**Cosa produrre**
Restituisci, copiandole senza modifiche, tutte le righe dei record in cui compare la parola "face".

╭─ Dati forniti

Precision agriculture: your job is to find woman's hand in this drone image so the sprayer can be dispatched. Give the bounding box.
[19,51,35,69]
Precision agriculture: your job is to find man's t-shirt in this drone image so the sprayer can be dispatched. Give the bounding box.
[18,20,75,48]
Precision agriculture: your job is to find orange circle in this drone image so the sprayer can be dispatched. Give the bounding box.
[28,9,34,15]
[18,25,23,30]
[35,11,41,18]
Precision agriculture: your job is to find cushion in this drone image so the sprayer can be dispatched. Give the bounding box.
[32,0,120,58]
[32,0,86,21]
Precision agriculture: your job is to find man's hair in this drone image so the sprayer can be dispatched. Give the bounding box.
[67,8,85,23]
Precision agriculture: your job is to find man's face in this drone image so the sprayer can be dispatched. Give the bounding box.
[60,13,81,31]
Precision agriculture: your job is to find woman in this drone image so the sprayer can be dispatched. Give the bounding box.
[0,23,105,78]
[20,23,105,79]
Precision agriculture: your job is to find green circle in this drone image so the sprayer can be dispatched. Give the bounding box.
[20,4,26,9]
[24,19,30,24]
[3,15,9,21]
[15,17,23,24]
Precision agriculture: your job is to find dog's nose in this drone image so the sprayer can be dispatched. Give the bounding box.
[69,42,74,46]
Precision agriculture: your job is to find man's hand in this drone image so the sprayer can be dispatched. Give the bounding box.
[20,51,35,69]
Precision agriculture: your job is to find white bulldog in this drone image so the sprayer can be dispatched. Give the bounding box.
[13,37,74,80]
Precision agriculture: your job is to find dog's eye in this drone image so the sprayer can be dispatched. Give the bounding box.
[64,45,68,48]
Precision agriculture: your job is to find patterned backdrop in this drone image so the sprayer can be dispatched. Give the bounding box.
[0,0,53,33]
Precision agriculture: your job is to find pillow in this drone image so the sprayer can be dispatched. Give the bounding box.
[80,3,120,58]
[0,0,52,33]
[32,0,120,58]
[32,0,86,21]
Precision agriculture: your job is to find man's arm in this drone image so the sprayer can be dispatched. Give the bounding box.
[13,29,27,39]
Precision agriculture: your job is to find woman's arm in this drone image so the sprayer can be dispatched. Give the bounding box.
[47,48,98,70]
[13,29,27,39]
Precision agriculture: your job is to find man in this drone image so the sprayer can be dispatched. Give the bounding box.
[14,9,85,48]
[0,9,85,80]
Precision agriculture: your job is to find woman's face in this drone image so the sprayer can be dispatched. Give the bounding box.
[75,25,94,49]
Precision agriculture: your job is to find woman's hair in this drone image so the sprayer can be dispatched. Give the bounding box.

╰─

**Soluzione del problema**
Precision agriculture: your job is to find man's face in this drone image so the sprayer can be dispatched. Give the bounding box.
Precision agriculture: your job is to find woman's face in this drone image so the sprayer can be dispatched. Give the bounding box.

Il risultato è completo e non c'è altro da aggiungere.